Problem to work on: Rewrite the listing below from the line containing "drop a dot on the bare knee" through the end of the listing, inclusive, replacing "bare leg" with "uncovered leg" and leaving everything else unchanged.

Given information:

────────

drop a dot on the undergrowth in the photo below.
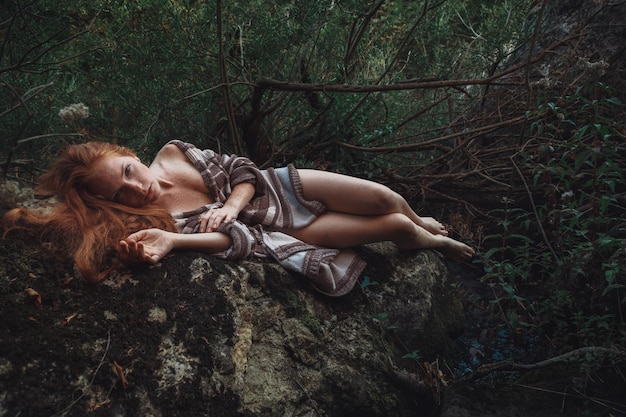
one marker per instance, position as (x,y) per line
(555,262)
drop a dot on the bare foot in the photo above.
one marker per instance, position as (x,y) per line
(433,226)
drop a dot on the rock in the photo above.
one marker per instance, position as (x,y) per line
(197,336)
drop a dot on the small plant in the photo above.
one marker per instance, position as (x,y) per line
(553,265)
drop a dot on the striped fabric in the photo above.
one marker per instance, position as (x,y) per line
(277,205)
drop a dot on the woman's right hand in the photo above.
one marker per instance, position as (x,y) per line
(149,245)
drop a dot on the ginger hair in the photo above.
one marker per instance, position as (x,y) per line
(88,227)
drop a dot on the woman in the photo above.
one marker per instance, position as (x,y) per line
(223,205)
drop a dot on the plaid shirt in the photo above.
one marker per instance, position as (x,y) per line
(277,205)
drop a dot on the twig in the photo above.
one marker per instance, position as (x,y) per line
(73,403)
(510,364)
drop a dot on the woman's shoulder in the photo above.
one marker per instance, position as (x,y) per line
(170,152)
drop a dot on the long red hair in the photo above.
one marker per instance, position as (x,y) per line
(90,228)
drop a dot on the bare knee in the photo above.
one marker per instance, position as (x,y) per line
(385,200)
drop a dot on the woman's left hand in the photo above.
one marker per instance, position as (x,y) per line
(149,245)
(211,219)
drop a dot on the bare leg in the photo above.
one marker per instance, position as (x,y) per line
(345,194)
(341,230)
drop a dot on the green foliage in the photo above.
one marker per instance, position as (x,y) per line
(558,266)
(149,71)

────────

Complete output:
drop a dot on the bare knee in the photo above.
one marker per instance, position as (x,y) per line
(385,200)
drop a dot on the woman's left hand in the photo above.
one marker per instance, position as (x,y) per line
(149,245)
(211,219)
drop a dot on the uncovered leg in the photo above.
one marker per instance, position as (x,y) per line
(345,194)
(341,230)
drop a dot on the green foliage in the photo above.
one marker per instance, position as (x,y) per line
(558,266)
(149,71)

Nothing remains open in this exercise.